# Start of Text passage

Diyan Zora production of Roots is, if nothing else, hugely enjoyable, aided by two blisteringly good performances from Morfydd Clark (currently to be seen in Amazon Prime’s Lord of The Rings spin-off) as the young, idealistic, lovestruck Beatie, and Sophie Stanton as her practical but sceptical mother Mrs Bryant.

“Why do fools fall in love?” croons farmer’s wife Jenny (Eliot Salt) at the outset of the piece. Beatie would do well to ponder the question. Ronnie, Beatie’s boyfriend of three years, is an intellectual type with a Shavian determination to educate his girl in the finer things of life. Ronnie chooses Beatie’s dresses and sets her to a hobby of abstract gouache painting; at which pursuit she pointed fails to demonstrate talent.

Beatie, smitten and overawed, wants to pass on her newfound knowledge to her stick-in-the-mud rural family. Diyan Zora has Beatie climb a chair and stand under a single spotlight when she parrots Ronnie’s views to her bewildered folks, channelling the man’s bombastic intellectual grandstanding as if he is some kind of cosmically gifted star turn. “I don’t quote all the time, I just tell what Ronnie says,” Beatie tells us, which sums things up neatly.

# End of Text passage

Given task 1
Locate each line in the entries that contains the string "every".
The entries that follow are unrelated to the review of Roots.

# Start of Input material

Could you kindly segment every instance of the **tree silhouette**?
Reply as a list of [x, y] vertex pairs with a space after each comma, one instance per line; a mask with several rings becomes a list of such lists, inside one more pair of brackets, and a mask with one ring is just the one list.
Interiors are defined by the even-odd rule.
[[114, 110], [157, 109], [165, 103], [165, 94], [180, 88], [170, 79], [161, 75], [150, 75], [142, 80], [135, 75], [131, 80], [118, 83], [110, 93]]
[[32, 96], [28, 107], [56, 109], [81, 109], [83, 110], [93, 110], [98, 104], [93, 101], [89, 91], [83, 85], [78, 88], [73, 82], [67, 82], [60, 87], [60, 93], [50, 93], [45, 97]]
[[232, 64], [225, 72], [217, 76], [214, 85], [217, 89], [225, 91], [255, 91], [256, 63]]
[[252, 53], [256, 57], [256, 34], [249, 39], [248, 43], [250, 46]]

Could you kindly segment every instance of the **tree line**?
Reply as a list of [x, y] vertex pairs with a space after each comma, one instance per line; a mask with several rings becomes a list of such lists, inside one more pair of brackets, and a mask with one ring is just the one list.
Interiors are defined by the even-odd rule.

# End of Input material

Given task 2
Answer these questions from the review of Roots:
(a) Which actor plays Mrs Bryant?
(b) For how long has Ronnie been Beatie's boyfriend?
(c) What does Beatie climb when she repeats Ronnie's views to her family?

Result 1
Could you kindly segment every instance of the **tree silhouette**?
Could you kindly segment every instance of the **tree line**?

Result 2
(a) Sophie Stanton
(b) Three years
(c) A chair